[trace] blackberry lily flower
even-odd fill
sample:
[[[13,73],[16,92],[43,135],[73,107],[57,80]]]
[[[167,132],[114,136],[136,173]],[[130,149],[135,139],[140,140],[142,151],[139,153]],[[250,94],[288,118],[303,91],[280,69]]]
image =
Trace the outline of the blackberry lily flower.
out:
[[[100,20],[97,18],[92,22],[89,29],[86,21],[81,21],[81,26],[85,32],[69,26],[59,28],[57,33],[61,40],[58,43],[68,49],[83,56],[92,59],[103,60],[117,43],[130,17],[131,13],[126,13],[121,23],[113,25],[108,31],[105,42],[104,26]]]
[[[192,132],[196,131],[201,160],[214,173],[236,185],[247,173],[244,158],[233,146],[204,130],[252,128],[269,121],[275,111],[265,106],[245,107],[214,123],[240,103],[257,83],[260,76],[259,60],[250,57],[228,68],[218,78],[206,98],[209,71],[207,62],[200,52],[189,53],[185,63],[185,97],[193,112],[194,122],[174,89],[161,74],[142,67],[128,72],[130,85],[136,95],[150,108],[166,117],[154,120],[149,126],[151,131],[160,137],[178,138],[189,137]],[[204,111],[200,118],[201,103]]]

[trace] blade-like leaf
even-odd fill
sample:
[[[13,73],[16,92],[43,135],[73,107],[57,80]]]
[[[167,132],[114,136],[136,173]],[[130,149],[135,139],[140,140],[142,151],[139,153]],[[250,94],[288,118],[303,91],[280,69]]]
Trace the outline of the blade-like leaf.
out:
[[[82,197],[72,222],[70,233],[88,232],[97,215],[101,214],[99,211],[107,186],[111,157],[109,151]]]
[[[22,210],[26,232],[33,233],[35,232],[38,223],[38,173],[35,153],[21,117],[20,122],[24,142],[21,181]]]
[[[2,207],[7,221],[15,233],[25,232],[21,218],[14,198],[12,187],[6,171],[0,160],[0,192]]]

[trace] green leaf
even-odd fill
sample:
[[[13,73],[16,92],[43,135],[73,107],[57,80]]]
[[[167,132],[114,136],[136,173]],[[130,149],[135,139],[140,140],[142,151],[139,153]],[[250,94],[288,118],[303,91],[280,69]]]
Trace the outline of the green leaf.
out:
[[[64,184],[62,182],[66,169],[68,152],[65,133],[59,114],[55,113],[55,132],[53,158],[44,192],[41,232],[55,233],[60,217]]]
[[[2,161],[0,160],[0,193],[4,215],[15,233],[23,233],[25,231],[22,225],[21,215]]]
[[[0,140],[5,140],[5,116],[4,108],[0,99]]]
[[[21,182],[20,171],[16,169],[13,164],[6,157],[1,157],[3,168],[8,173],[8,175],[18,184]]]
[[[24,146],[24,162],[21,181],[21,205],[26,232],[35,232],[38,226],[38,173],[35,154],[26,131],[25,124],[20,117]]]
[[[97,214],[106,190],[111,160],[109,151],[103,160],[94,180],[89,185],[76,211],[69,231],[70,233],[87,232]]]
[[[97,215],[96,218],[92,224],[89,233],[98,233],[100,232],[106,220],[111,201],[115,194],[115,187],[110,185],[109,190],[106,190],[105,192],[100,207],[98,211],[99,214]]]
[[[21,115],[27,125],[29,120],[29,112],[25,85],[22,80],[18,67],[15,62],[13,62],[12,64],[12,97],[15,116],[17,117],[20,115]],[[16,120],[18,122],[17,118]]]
-=-=-
§ **Do this**
From the data above, pick out and copy every line that contains the string "lily". Case counts.

§ **Complete response**
[trace] blackberry lily flower
Trace the outline of the blackberry lily flower.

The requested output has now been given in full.